◆ **Task prompt**
Rescale the stretch of the listing from its start through the line containing "[(36, 43), (67, 42), (218, 12), (93, 39)]", both ends included, and reproduce only those lines. Keep every line, requests included, and multiply each answer point coordinate by 0.25, rounding to whole numbers with halves rounded up. Leave the numbers in the requests and their format samples unchanged.

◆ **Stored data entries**
━━━━━━━━━━━━━━━━━━━━━━━━━━━━━━
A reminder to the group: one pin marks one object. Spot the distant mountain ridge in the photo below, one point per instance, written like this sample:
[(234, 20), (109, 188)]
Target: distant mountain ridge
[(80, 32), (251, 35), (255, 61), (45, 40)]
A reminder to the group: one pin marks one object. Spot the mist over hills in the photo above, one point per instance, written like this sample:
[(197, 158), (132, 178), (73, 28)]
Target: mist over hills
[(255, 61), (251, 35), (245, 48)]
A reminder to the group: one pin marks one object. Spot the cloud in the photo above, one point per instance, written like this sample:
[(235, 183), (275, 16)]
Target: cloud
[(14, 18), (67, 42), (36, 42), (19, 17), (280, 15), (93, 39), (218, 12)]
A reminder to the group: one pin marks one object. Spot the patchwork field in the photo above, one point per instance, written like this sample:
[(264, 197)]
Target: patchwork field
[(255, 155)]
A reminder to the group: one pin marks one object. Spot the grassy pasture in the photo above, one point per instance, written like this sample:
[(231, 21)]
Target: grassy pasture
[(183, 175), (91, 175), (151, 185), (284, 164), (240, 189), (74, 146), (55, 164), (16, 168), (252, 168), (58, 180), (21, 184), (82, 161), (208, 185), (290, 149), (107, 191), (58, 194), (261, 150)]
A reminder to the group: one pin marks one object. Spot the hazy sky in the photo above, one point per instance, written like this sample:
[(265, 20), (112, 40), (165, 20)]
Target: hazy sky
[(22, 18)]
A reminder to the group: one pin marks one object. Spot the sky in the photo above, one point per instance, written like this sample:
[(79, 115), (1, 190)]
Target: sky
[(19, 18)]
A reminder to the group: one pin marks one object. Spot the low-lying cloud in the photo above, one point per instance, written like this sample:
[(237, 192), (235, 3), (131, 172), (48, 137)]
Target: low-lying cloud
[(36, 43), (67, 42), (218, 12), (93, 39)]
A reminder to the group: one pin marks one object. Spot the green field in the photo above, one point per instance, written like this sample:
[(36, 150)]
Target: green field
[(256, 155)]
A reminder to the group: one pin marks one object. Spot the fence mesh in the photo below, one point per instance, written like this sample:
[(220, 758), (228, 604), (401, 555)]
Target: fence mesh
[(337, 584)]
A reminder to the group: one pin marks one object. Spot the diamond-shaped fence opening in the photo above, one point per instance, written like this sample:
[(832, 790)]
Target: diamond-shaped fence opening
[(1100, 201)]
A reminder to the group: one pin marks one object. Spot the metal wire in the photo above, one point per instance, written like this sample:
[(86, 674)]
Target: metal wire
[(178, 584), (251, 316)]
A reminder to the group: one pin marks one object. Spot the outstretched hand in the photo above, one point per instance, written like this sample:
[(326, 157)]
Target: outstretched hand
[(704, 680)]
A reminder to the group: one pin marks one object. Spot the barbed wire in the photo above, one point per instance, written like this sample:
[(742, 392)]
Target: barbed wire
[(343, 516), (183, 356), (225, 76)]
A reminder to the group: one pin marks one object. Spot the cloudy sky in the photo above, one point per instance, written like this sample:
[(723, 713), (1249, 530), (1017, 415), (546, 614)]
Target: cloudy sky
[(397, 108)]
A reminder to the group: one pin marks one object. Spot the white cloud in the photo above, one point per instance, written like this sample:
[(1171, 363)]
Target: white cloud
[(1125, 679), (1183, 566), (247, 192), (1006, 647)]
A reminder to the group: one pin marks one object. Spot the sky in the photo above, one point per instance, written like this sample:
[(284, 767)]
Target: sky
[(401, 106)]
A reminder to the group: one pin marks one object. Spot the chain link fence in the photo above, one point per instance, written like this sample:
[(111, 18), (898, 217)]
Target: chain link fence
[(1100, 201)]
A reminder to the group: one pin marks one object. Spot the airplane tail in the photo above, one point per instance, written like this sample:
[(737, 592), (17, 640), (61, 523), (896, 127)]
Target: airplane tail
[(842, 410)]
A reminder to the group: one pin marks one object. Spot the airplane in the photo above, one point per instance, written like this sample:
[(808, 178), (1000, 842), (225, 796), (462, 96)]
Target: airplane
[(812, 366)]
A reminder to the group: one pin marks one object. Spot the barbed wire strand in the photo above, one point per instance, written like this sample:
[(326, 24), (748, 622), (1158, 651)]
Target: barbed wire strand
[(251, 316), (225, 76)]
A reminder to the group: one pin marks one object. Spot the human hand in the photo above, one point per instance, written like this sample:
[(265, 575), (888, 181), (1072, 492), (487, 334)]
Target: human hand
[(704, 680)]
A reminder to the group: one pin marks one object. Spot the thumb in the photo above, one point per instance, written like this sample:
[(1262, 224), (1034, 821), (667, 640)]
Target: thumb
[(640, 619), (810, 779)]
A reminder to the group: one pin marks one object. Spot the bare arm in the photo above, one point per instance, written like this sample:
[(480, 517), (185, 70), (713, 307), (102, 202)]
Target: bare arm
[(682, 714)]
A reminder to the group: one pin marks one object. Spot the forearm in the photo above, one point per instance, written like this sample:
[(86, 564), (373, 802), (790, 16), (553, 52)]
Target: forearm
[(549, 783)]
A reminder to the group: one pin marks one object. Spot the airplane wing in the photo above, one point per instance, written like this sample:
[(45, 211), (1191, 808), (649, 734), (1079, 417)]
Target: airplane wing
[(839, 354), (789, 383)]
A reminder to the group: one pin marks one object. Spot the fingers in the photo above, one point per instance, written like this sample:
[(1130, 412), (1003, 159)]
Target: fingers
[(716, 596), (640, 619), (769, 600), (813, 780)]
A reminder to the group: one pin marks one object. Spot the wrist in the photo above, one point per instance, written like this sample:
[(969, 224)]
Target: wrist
━━━━━━━━━━━━━━━━━━━━━━━━━━━━━━
◆ **Expected answer**
A reminder to the group: one pin marks one object. Spot the distant mountain ridge in the photo below, one point per instance, written like this sample:
[(234, 20), (109, 188)]
Target: distant mountain ridge
[(20, 8), (63, 9), (64, 15), (11, 10)]
A reminder to the group: one pin marks one object. Spot the mist over hills in the photo above, one point per instance, written like this sample:
[(197, 158), (132, 178), (73, 28)]
Target: mist over hills
[(64, 15), (63, 9), (61, 12)]
A reminder to the group: one pin marks one object. Spot the cloud in the photo above, one point per instance, written like this sample:
[(235, 183), (275, 16)]
Target: cloud
[(4, 5), (17, 11), (9, 11), (5, 4), (70, 4), (23, 10), (55, 3)]
A reminder to the group: one pin marks one object. Spot the patchwork field in the photo above, one point per instance, written like this sample:
[(264, 197)]
Target: patchwork field
[(64, 39)]
A reminder to the group: one pin marks one object. Spot the grassy pasture in the photo above, one point per instance, written like this sample:
[(231, 21)]
Target: grassy pasture
[(46, 44), (23, 44), (38, 46), (71, 41), (60, 47), (19, 37), (14, 41), (4, 42), (63, 42), (15, 45), (5, 46), (21, 40), (52, 46), (73, 37), (27, 48), (15, 49), (65, 38)]
A reminder to the group: one pin marks one object. Spot the hazy sky in the photo above, one point per instance, written like this sample:
[(265, 20), (112, 40), (165, 20)]
Target: hazy sky
[(6, 5)]
A reminder to the group: one pin marks one object. Spot the sky in the photo above, one point per instance, written like this sample:
[(79, 115), (1, 190)]
Target: sky
[(5, 5)]
A reminder to the group: one pin marks one object. Spot the low-lying cloud in the photo above, one point per instance, written like this sample:
[(237, 192), (235, 3), (131, 172), (48, 137)]
Target: low-lying cloud
[(9, 11), (17, 11), (55, 3), (23, 10)]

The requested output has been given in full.